Begin DATA IN THIS EXERCISE

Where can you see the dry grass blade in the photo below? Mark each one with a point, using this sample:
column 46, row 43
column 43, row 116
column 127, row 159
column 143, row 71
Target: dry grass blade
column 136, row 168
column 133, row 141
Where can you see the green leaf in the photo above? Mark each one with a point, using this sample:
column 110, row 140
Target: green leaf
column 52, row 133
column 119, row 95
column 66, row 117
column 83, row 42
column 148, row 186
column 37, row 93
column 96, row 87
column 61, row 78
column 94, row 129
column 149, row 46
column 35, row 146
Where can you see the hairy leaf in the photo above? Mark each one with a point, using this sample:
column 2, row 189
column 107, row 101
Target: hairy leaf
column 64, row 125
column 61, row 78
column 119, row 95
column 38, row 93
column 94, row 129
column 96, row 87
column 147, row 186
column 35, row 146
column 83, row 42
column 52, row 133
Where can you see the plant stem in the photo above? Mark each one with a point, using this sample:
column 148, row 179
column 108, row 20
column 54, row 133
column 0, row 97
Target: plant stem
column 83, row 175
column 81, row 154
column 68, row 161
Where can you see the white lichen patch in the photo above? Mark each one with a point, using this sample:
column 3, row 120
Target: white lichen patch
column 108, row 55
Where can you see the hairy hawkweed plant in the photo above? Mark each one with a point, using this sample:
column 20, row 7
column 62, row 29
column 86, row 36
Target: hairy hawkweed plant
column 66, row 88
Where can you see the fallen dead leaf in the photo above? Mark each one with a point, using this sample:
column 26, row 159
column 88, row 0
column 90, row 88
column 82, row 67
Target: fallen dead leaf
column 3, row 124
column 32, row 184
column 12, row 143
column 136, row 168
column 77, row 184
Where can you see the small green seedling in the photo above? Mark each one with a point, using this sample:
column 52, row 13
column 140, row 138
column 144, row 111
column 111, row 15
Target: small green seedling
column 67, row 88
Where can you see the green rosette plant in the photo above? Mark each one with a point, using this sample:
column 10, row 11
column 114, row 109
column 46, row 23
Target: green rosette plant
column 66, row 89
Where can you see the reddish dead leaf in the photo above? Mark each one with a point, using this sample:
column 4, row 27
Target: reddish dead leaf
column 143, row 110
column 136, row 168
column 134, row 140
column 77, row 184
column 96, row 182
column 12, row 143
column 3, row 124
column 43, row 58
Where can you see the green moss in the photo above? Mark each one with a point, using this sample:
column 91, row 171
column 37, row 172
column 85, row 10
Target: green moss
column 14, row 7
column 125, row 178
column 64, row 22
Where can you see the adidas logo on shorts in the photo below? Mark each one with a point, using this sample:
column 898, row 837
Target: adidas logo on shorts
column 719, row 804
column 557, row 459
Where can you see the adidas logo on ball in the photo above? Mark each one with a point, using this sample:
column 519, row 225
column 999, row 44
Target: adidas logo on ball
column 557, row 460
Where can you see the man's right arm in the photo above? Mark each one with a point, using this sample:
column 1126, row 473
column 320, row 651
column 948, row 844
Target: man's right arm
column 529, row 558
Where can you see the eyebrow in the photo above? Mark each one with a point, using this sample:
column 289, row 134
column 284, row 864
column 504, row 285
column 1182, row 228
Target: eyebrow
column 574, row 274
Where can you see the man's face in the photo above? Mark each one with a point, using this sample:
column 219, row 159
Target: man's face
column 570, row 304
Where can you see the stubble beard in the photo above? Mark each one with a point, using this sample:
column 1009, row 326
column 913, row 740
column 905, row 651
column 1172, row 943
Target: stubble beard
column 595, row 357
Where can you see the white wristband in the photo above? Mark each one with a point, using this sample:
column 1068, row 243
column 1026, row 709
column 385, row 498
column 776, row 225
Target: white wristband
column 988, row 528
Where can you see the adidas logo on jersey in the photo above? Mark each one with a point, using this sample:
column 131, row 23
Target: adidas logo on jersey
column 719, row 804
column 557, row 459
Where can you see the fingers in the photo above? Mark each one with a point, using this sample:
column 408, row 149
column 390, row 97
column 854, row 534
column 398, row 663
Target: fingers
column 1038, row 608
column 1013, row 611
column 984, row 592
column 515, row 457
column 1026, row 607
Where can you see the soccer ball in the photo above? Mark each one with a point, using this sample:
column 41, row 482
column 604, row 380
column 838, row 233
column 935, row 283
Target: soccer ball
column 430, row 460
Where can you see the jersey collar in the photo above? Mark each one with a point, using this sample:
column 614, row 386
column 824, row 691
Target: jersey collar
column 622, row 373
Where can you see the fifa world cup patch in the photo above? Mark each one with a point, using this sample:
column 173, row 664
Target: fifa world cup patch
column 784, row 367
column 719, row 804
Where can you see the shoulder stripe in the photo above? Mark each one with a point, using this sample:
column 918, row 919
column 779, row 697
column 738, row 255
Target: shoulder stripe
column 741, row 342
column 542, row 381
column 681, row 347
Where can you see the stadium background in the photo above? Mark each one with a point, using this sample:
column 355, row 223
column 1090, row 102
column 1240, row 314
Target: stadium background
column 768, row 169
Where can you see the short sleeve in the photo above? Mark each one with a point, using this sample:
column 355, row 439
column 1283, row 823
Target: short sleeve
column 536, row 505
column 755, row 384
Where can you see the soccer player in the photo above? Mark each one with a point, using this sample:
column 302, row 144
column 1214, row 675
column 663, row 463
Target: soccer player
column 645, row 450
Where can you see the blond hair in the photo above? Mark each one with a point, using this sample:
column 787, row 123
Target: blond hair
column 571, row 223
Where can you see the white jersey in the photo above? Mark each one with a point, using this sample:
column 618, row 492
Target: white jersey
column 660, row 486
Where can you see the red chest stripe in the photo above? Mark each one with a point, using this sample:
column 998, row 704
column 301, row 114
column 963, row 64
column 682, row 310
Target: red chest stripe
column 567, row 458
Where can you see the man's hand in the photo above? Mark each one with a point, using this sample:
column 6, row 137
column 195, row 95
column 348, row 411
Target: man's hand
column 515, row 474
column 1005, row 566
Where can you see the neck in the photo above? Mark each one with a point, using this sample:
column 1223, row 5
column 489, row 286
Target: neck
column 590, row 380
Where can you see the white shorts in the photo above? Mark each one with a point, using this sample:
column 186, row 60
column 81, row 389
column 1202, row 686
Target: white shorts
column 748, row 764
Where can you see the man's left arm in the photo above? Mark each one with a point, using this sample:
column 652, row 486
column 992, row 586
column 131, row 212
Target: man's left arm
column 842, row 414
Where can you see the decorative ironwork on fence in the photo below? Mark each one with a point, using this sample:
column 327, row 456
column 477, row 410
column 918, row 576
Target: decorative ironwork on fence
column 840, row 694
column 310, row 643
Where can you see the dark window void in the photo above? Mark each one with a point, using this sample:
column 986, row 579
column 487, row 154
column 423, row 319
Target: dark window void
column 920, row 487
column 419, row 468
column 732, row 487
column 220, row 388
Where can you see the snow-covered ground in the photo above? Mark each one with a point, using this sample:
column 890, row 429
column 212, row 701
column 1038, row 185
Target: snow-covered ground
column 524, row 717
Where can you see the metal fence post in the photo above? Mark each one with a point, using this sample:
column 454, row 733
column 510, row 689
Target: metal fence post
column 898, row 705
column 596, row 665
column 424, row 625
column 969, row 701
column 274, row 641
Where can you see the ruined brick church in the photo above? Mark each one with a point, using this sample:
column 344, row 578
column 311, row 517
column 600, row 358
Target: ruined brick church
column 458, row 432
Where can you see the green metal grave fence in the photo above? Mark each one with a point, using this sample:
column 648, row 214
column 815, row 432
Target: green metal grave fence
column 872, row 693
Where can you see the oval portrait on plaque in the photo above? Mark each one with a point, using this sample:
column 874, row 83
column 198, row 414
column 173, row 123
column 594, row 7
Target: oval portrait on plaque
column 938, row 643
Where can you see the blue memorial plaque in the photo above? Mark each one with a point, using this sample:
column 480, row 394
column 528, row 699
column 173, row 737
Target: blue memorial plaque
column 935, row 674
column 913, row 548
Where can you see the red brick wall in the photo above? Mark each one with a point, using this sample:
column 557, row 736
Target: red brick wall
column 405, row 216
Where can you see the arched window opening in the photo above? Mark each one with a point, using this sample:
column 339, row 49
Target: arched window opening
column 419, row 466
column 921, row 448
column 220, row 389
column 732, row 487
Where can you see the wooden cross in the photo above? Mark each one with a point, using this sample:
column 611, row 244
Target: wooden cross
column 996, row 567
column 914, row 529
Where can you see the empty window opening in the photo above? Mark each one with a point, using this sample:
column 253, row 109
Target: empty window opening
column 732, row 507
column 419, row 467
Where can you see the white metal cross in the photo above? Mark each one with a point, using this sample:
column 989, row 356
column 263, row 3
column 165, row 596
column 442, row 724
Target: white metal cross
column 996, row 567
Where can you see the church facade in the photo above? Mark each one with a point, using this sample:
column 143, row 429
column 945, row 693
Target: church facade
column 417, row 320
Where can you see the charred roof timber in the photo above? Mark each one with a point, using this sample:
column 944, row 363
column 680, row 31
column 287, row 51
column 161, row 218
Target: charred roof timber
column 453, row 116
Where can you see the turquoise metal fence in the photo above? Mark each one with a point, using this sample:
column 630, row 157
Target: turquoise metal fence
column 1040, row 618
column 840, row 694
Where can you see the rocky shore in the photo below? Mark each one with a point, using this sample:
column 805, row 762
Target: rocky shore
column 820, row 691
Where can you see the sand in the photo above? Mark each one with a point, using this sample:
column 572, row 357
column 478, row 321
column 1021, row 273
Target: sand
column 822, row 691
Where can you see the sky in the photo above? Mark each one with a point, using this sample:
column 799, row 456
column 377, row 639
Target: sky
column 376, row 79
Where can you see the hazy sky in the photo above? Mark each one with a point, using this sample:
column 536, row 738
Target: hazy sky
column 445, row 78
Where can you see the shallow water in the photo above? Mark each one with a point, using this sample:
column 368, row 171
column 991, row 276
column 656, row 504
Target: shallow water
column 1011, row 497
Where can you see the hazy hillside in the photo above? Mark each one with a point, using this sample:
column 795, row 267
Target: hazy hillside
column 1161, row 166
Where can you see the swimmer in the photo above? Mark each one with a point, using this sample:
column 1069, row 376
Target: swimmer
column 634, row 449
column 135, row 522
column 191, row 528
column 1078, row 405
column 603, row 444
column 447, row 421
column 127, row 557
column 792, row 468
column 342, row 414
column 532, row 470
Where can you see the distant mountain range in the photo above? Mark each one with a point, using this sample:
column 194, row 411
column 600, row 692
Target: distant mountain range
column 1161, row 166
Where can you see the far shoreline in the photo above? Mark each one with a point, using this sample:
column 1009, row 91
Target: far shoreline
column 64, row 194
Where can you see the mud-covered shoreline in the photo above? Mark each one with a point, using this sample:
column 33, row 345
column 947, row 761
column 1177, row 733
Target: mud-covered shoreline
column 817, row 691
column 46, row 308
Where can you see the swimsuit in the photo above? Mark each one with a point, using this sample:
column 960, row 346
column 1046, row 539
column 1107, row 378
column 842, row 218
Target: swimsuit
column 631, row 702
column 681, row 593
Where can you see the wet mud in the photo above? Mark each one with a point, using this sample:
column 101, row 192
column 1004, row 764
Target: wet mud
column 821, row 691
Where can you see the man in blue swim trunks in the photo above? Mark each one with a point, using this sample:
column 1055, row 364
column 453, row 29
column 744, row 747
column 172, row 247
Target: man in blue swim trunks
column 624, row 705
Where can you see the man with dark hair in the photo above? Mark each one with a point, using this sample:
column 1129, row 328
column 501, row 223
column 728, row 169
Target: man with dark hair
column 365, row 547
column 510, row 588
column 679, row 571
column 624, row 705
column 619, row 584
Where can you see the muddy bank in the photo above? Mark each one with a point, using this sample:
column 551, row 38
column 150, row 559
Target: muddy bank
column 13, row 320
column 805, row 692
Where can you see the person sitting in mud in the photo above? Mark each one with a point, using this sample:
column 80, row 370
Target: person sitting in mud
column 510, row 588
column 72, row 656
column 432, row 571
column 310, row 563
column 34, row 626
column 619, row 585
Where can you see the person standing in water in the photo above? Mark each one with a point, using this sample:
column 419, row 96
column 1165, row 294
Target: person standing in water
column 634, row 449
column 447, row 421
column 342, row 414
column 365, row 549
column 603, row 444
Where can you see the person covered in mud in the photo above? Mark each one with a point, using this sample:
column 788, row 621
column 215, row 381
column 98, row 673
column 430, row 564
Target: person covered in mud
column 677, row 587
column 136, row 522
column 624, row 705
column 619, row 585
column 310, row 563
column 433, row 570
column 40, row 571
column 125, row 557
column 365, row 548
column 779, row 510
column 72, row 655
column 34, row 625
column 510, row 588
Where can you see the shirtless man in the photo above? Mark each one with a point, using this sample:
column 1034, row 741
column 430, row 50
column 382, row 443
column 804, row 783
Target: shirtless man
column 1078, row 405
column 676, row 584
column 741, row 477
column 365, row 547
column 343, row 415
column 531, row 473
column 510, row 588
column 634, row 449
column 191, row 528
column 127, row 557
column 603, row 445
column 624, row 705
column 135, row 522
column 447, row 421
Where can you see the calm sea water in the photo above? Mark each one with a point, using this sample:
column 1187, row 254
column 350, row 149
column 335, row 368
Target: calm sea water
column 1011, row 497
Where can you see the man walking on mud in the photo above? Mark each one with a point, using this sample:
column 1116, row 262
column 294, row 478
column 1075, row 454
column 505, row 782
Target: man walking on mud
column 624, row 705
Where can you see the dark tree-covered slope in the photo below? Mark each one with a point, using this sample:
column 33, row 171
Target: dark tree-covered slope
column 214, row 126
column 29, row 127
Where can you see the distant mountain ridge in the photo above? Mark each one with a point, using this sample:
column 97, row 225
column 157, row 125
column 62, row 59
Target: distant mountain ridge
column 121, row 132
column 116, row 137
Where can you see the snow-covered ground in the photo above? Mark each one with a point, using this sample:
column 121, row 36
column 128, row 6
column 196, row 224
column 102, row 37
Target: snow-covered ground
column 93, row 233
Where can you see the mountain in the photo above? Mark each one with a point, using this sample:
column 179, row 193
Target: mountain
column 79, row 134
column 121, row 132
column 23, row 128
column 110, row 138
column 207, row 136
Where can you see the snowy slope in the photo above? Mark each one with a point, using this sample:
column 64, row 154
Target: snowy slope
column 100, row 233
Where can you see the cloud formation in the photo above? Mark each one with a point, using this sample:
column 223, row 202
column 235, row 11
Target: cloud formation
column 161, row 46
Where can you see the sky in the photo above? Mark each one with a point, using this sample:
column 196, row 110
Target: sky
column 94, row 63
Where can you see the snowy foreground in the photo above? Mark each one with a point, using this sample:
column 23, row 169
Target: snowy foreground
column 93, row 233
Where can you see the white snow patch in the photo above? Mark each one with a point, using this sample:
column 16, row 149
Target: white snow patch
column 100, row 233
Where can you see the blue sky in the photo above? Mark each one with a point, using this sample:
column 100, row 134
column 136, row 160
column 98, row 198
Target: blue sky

End DATA IN THIS EXERCISE

[WRITTEN PROBLEM]
Can you convert the lines into a Markdown table with two columns, Number and Line text, leaving out any blank lines? Begin at the line that has "Where can you see the cloud" and stop after the last line above.

[CORRECT RESULT]
| Number | Line text |
|---|---|
| 1 | Where can you see the cloud formation in the photo above? Mark each one with a point, using this sample: |
| 2 | column 223, row 202 |
| 3 | column 235, row 11 |
| 4 | Target: cloud formation |
| 5 | column 161, row 46 |
| 6 | Where can you see the sky in the photo above? Mark each one with a point, using this sample: |
| 7 | column 196, row 110 |
| 8 | Target: sky |
| 9 | column 94, row 63 |
| 10 | Where can you see the snowy foreground in the photo above? Mark each one with a point, using this sample: |
| 11 | column 23, row 169 |
| 12 | Target: snowy foreground |
| 13 | column 93, row 233 |
| 14 | Where can you see the white snow patch in the photo above? Mark each one with a point, using this sample: |
| 15 | column 16, row 149 |
| 16 | Target: white snow patch |
| 17 | column 100, row 233 |
| 18 | Where can you see the blue sky in the photo above? Mark each one with a point, using this sample: |
| 19 | column 100, row 134 |
| 20 | column 136, row 160 |
| 21 | column 98, row 198 |
| 22 | Target: blue sky |